→ Given request: Each entry below is to be duplicated verbatim.

→ Task material:
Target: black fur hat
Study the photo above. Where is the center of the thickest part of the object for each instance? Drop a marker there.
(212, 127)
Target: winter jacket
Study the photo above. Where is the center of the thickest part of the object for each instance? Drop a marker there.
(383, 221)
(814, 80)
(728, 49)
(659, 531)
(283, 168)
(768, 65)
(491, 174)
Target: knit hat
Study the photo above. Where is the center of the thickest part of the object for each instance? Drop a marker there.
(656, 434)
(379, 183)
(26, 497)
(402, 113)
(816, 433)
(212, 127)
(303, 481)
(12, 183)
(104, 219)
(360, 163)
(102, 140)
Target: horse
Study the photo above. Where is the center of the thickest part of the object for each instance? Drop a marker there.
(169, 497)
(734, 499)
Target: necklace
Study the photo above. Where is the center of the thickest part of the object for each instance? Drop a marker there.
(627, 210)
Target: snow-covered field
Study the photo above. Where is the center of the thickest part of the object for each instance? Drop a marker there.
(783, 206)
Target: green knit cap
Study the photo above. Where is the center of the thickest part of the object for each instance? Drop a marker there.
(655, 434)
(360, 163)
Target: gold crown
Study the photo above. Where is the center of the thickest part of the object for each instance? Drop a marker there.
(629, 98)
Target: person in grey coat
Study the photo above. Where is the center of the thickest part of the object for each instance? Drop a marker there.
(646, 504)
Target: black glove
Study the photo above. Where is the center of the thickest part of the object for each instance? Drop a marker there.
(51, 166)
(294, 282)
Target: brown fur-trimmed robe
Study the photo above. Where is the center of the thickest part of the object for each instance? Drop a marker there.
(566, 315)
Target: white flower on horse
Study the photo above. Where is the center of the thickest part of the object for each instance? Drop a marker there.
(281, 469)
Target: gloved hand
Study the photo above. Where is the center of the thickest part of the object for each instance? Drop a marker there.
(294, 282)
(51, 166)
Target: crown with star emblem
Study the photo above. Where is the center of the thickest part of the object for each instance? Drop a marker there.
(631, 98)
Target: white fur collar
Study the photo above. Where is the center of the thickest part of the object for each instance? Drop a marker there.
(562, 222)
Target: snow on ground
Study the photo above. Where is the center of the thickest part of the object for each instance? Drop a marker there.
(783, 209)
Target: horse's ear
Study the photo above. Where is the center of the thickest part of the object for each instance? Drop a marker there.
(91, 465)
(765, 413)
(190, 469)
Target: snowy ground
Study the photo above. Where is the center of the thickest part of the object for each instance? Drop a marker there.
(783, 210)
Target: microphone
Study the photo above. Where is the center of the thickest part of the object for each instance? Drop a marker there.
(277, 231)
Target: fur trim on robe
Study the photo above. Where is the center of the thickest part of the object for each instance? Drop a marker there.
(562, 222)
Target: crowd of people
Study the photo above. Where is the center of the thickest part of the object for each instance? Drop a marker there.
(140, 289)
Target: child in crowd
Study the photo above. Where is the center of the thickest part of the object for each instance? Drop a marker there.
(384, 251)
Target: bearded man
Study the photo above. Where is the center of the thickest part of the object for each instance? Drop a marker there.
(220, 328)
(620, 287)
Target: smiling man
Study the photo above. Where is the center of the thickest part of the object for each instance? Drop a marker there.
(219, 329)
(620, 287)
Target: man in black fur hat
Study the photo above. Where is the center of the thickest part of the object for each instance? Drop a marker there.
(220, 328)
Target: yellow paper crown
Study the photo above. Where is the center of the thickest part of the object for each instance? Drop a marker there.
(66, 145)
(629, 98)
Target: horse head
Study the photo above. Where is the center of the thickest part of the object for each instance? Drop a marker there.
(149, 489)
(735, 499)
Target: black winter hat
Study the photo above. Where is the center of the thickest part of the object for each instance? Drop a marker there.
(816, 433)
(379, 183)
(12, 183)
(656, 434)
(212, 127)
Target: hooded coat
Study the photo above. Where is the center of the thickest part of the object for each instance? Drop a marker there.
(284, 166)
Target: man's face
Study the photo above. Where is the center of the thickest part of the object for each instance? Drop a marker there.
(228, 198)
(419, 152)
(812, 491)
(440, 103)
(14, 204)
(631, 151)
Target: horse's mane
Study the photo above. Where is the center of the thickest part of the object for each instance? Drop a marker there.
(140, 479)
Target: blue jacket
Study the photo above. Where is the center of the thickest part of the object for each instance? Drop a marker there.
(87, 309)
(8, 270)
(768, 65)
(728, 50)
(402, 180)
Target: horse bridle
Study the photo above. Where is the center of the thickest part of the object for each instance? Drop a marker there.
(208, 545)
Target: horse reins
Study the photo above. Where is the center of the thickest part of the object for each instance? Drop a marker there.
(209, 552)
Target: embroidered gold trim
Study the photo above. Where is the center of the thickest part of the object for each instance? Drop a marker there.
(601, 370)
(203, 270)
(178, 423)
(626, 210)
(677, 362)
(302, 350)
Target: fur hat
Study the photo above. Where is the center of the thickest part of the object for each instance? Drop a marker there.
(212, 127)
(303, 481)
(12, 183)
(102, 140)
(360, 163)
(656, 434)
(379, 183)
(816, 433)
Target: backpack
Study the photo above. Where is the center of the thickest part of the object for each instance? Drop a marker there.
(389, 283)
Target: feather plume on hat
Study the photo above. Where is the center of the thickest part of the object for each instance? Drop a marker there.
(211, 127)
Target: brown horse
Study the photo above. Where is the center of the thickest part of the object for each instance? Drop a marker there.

→ Response to the task:
Target: black fur hat
Study the photo above. Where is the center of the thickest part of the object for each instance? Drop a marker there.
(212, 127)
Target: winter jacket
Study the photo above. Where is the center of the thickest part of the object for each instance? Drop a marker there.
(383, 221)
(814, 80)
(728, 49)
(659, 531)
(283, 168)
(768, 65)
(491, 174)
Target: knit hat
Study the photo above. Where is the center of the thickest part of the object for each instance? Drop a marker there.
(656, 434)
(379, 183)
(26, 497)
(402, 113)
(816, 433)
(212, 127)
(303, 481)
(12, 183)
(104, 219)
(360, 163)
(102, 140)
Target: horse
Study the photo above. Where is the center of the thickest part of the object for each instance? Drop a marker there.
(169, 497)
(734, 499)
Target: necklace
Study the photo above. Where is the center of the thickest part of the object for each instance? Drop a marker there.
(627, 210)
Target: snow-covered field
Study the photo above. Where is the center of the thickest part of the object for each instance? Drop a marker there.
(783, 206)
Target: green knit cap
Study the photo above. Where is the center of the thickest part of the object for each instance? Drop a marker there.
(655, 434)
(360, 163)
Target: gold crown
Study the photo above. Where is the center of the thickest part of the object for each instance? Drop a marker there.
(629, 98)
Target: person in grey coat
Study the photo above. Where is the center of the thickest part of the object for each instance? Drop a marker there.
(646, 504)
Target: black glove
Study the photo above. Where is the center of the thickest part of the object for each instance? Drop a marker there.
(51, 166)
(294, 282)
Target: brown fur-trimmed robe
Study the photo above. Where is the center of the thickest part of the object for each instance? Drop a marker there.
(566, 315)
Target: white flower on horse
Study the photo above. Where is the center of the thickest part of the object for each instance? Drop a marker there.
(281, 469)
Target: gloved hand
Study the photo above. Where is the center of the thickest part of the object for each instance? Drop a marker there.
(294, 282)
(51, 166)
Target: crown with star emblem
Study the photo above. Where is the center of the thickest part of the object for each instance? Drop a marker there.
(631, 98)
Target: white fur collar
Study the photo above. Where is the center of the thickest part of the object for each instance? Drop a marker there.
(562, 222)
Target: snow on ground
Study the photo above. Where is the center of the thickest part of the object for each instance? Drop a marker there.
(783, 209)
Target: horse's ear
Study the photo above. Where is the center of the thickest part of the object for each instance? Drop a marker there.
(91, 465)
(765, 413)
(190, 469)
Target: snowy ground
Study the photo above. Where is the center of the thickest part of the object for each instance? Drop a marker there.
(783, 210)
Target: microphone
Study the photo above. Where is the center of the thickest part of the object for each instance? Drop a marker there.
(277, 231)
Target: fur trim on robe
Study the photo above. Where is the center of the thickest part of the object for each instance? Drop a marker there.
(562, 222)
Target: crowd of people
Study the photo above. Where is the center of the thickest part of the object for each instance? Drop a marker there.
(140, 289)
Target: child in crowd
Study the photo above. Where is the center of the thickest part of the object for each instance? Drop a marker there.
(384, 251)
Target: bearded man
Study the photo above. Where is the center of the thickest part of the object for each instance? Drop a marker there.
(220, 328)
(620, 287)
Target: smiling man
Study the photo above. Where is the center of the thickest part of the object for each instance? Drop a marker there.
(219, 329)
(620, 287)
Target: man in black fur hat
Study the photo above. Where is the center of the thickest part of the object for each instance? Drop a marker there.
(220, 328)
Target: yellow paper crown
Study the photo above. Where is the center of the thickest part of the object for each instance? Drop a marker there.
(66, 145)
(629, 98)
Target: horse head
Study the photo above. Where is the center of the thickest part of the object for each instance? Drop a marker there.
(149, 489)
(735, 499)
Target: black winter hat
Study the photo above. Where is the center of the thickest part of the object for each instance? Drop a marker there.
(816, 433)
(379, 183)
(12, 183)
(656, 434)
(212, 127)
Target: hooded coat
Study the photo above. Where is the center of the thickest part of the object for each instance? Drop a marker there.
(284, 166)
Target: man's face
Study the photo above. Where is the center of the thickest part of the object for each instance? Drop a marker there.
(228, 198)
(419, 152)
(812, 491)
(440, 103)
(14, 204)
(631, 151)
Target: horse's mane
Study the photo above. Where is the center of the thickest part of the object for each instance? Drop a marker there.
(140, 479)
Target: blue jacket
Study the photo above. Where is the center of the thickest part of the object for each instance? Drop a marker there.
(87, 309)
(8, 270)
(768, 65)
(728, 50)
(402, 180)
Target: horse bridle
Study the photo above. Where is the center of the thickest part of the object for each instance? Drop a marker there.
(208, 545)
Target: horse reins
Study the photo above. Where is the center of the thickest part of the object for each instance? Drop a marker there.
(209, 552)
Target: embroidered gold trim
Study the photo above. Where is the center of the thickest part of the object for each instance? Drop a marker there.
(601, 370)
(203, 270)
(178, 423)
(626, 210)
(677, 362)
(302, 350)
Target: fur hat
Study the photo above. Where is the center of the thickest part of the object for each instance? Drop a marker there.
(212, 127)
(303, 481)
(12, 183)
(102, 140)
(360, 163)
(656, 434)
(379, 183)
(816, 433)
Target: backpack
Study the photo above. Where is the center of the thickest part of the object for each instance? Drop a marker there.
(389, 283)
Target: feather plume on hat
Study the photo above. Where is the center of the thickest part of the object for each instance? Drop a marker there.
(211, 127)
Target: brown horse
Study the photo above. Where is the center of the thickest part of the object for each instance? Drop a marker there.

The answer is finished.